(Raw records)
○ ○ ○ ○

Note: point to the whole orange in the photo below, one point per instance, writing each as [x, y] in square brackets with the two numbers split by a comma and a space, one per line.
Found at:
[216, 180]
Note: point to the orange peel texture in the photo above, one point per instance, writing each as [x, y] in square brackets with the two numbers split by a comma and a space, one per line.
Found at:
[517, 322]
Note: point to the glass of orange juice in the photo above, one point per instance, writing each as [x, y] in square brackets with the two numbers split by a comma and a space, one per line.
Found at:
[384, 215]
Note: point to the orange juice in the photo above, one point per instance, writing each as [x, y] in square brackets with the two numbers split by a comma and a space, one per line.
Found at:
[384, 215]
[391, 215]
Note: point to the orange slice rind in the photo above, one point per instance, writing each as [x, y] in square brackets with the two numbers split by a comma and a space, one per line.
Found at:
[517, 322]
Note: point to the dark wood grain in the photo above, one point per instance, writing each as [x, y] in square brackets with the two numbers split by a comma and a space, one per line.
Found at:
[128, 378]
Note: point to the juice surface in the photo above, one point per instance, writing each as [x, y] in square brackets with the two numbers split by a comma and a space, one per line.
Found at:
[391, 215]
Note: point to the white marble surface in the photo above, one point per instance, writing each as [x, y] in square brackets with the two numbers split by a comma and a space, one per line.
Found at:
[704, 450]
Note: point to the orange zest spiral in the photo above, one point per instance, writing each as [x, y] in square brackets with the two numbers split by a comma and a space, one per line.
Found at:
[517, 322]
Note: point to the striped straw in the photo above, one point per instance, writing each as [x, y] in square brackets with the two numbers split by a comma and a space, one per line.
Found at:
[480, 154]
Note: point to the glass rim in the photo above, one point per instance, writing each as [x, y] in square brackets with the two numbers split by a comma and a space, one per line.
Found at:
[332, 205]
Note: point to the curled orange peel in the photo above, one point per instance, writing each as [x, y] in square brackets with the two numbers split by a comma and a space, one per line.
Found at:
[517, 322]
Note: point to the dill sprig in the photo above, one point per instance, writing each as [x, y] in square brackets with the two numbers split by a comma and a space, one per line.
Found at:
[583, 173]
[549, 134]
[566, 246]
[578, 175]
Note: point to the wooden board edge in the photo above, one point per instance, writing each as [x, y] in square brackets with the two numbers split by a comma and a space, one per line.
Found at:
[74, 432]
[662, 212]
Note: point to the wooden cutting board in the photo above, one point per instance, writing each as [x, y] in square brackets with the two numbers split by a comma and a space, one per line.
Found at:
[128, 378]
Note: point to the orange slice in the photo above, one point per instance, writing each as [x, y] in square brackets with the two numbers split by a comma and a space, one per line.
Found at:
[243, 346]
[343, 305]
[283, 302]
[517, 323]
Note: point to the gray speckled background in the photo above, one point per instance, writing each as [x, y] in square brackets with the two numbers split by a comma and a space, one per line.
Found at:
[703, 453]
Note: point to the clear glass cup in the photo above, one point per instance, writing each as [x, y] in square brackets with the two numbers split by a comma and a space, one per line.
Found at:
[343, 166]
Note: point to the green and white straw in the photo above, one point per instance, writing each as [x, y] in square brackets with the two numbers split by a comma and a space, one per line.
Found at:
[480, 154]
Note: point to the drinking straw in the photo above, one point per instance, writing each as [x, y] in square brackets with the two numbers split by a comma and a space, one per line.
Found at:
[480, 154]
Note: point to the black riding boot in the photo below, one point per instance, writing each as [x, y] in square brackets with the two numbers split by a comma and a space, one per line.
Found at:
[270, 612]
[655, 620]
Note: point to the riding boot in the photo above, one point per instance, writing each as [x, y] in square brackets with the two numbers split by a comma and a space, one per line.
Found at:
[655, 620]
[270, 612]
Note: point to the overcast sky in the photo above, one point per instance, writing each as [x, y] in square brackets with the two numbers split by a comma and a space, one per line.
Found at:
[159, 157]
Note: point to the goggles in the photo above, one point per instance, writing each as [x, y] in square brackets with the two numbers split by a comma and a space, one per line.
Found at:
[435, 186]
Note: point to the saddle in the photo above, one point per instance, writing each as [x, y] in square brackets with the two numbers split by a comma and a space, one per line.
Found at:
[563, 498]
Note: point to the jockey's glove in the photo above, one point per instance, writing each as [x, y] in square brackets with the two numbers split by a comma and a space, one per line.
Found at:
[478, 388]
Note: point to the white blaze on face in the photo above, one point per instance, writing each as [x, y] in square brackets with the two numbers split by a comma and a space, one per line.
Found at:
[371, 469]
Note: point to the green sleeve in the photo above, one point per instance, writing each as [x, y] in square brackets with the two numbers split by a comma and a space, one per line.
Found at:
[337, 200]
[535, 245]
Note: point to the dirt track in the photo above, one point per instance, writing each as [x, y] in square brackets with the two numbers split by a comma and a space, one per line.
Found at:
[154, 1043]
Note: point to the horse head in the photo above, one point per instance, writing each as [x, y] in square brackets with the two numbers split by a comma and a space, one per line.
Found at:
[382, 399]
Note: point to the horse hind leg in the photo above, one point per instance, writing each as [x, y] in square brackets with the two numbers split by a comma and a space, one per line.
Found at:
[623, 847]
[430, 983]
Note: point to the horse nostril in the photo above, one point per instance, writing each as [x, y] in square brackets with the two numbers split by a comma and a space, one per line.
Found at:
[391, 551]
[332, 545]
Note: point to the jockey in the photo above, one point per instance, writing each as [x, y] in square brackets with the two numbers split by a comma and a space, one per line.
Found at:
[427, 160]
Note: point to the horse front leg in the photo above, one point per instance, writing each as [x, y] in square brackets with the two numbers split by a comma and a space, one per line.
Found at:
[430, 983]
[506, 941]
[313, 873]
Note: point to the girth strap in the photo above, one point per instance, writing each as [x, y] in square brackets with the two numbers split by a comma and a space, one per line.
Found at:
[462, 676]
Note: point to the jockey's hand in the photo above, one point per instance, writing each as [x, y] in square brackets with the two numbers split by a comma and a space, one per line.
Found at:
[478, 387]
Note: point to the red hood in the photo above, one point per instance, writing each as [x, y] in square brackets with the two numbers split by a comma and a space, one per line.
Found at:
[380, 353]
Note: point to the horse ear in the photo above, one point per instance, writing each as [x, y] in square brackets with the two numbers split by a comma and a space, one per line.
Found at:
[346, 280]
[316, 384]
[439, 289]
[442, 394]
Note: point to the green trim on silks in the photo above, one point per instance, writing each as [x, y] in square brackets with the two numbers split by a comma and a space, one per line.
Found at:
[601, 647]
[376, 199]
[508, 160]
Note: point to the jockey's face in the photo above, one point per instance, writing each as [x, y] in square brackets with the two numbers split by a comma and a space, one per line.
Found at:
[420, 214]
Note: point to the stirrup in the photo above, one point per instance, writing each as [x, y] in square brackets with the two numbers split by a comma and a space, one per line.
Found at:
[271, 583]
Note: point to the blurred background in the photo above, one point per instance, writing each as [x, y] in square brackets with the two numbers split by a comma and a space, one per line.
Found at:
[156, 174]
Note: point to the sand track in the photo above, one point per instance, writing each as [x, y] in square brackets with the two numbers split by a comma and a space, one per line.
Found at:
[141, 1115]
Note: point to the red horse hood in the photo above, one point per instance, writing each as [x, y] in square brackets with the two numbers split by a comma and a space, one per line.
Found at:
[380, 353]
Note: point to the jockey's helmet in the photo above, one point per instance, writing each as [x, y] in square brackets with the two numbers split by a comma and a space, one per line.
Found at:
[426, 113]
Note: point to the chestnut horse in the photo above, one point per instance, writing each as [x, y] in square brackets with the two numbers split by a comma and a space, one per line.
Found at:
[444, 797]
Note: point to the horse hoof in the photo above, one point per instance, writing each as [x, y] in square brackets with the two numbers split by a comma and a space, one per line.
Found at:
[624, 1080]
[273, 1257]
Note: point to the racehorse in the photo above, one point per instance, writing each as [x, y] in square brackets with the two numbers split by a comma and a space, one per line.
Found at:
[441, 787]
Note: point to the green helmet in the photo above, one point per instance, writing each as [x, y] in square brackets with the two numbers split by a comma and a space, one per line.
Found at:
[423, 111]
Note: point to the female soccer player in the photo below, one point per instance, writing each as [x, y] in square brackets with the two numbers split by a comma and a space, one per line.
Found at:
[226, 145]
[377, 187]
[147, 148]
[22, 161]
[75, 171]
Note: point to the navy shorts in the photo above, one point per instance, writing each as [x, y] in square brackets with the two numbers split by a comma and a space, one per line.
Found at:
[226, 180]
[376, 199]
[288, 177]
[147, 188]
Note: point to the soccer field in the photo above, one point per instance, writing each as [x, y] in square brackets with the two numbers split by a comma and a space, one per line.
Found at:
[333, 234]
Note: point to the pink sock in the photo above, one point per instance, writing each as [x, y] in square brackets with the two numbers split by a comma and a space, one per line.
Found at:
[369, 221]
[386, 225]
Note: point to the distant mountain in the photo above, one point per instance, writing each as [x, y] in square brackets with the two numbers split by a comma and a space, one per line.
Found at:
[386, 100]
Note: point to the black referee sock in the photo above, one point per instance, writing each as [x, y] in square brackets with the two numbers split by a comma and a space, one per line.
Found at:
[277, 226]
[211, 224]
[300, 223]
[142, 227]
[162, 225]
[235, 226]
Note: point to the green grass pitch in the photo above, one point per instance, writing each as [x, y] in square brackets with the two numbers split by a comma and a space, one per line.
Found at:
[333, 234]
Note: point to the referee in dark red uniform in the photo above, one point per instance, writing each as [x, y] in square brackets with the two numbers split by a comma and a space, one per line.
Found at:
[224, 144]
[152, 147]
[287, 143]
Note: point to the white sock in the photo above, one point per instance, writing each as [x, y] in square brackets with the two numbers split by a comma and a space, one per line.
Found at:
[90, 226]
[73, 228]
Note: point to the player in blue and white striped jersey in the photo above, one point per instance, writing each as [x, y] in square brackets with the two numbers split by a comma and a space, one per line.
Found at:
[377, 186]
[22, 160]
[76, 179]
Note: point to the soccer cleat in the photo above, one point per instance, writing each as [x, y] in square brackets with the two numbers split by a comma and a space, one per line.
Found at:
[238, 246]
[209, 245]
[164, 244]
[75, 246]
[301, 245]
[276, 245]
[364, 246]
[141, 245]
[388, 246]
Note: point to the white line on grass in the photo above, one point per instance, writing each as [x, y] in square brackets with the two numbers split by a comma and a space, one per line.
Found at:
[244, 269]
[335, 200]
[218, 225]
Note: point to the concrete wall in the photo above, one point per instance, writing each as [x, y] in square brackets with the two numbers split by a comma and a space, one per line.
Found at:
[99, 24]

○ ○ ○ ○

**Set problem:**
Extract exactly the lines between the line containing "Note: point to the distant" and the end of the data, including both.

**Problem solution:**
Note: point to the distant mountain in the photo above, one point per instance, writing each as [x, y] in square brackets with the two numbers split by a comma and a space, one per line.
Found at:
[386, 100]
Note: point to the black referee sock in the photo above, one point per instance, writing each as [x, y] in square brackets with the two numbers split by a comma and a space, one per line.
Found at:
[277, 226]
[211, 224]
[300, 223]
[142, 227]
[162, 225]
[235, 226]
Note: point to the green grass pitch in the photo above, one point per instance, writing each as [x, y] in square brackets with the two numbers split by a comma and a space, one per line.
Found at:
[333, 234]
Note: point to the referee in dark red uniform in the photo above, one point per instance, writing each as [x, y] in square brackets with the two numbers split by a comma and a space, one per line.
Found at:
[224, 144]
[152, 147]
[287, 143]
Note: point to the white sock in the photo above, one point per instance, writing each as [x, y] in square brackets with the two numbers split by a comma and a space, one per line.
Found at:
[90, 226]
[73, 228]
Note: point to the player in blue and white striped jersey in the photo above, one point per instance, writing each as [x, y] in square brackets with the two numbers split by a comma and a space, one per line.
Found at:
[377, 186]
[22, 160]
[76, 179]
Note: point to the soccer cleat in the photo above, one point per instance, writing each as [x, y] in square brackets with the two numbers split by a comma and a space, one per line.
Found at:
[238, 246]
[209, 245]
[164, 244]
[75, 246]
[301, 245]
[276, 245]
[364, 246]
[141, 245]
[388, 246]
Note: point to the white line on grass in the photo above, one point per instance, writing each as [x, y] in square brackets with the two numbers split by a comma and a space, one per line.
Found at:
[244, 269]
[335, 200]
[218, 225]
Note: point to the concrete wall in the photo above, one point per instance, writing each as [x, y] in square brackets with the two numbers split by a comma and a space, one per line.
Found at:
[99, 24]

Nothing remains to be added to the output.